▶ [Tasks]
- A) In the Perceptual Observatory page, which model family is given as an example of scaling language components while reusing nearly identical vision encoders?
- B) Please quote from the Perceptual Observatory page, beginning at the words "Why it matters" and stopping after "on textual priors.".
- C) Condense the paragraph of the Perceptual Observatory page that opens with "Recent advances in multimodal large language models" into a short bulleted list that keeps its main facts.

The Perceptual Observatory
Characterizing robustness and grounding in multimodal large language models (MLLMs) through perception-first benchmarks and structured perturbations.
Why it matters
MLLMs often scale language while reusing vision encoders. The Perceptual Observatory probes whether progress reflects true visual grounding or reliance on textual priors.
What it delivers
A benchmark framework that tests simple vision, local-to-global grounding, and robustness under pixel and diffusion-based perturbations.
Recent advances in multimodal large language models (MLLMs) have yielded increasingly powerful models, yet their perceptual capacities remain poorly characterized. In practice, most model families scale language components while reusing nearly identical vision encoders (e.g., Qwen2.5-VL 3B/7B/72B), which raises pivotal concerns about whether progress reflects genuine visual grounding or reliance on internet-scale textual world knowledge. Existing evaluation methods emphasize end-task accuracy, overlooking robustness, attribution fidelity, and reasoning under controlled perturbations. We present The PERCEPTUAL OBSERVATORY, a framework that characterizes MLLMs across verticals like: (i) simple vision tasks, such as face matching and text-in-vision comprehension capabilities; (ii) local-to-global understanding, encompassing image matching, grid pointing game, and attribute localization, which tests general visual grounding. Each vertical is instantiated with ground-truth datasets of faces and words, systematically perturbed through pixel-based augmentations and diffusion-based stylized illusions. The PERCEPTUAL OBSERVATORY moves beyond leaderboard accuracy to yield insights into how MLLMs preserve perceptual grounding and relational structure under perturbations, providing a principled foundation for analyzing strengths and weaknesses of current and future models.

▶ [Supplied information]
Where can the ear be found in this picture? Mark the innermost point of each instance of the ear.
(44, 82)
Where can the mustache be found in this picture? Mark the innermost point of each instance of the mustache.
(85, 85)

▶ [Response list]
- A) Qwen2.5-VL (3B/7B/72B).

- B)
Why it matters
MLLMs often scale language while reusing vision encoders. The Perceptual Observatory probes whether progress reflects true visual grounding or reliance on textual priors.

- C)
- MLLMs are increasingly powerful, but their perceptual capacities remain poorly characterized.
- Most model families scale language components while reusing nearly identical vision encoders (e.g., Qwen2.5-VL 3B/7B/72B). This raises the question of whether progress reflects genuine visual grounding or reliance on internet-scale textual knowledge.
- Existing evaluations emphasize end-task accuracy and overlook robustness, attribution fidelity, and reasoning under controlled perturbations.
- The Perceptual Observatory characterizes MLLMs across two verticals:
  - Simple vision tasks: face matching and text-in-vision comprehension.
  - Local-to-global understanding: image matching, grid pointing game, and attribute localization.
- Each vertical uses ground-truth datasets of faces and words, perturbed through pixel-based augmentations and diffusion-based stylized illusions.
- The framework goes beyond leaderboard accuracy to show how MLLMs preserve perceptual grounding and relational structure under perturbations. It offers a principled basis for analyzing the strengths and weaknesses of current and future models.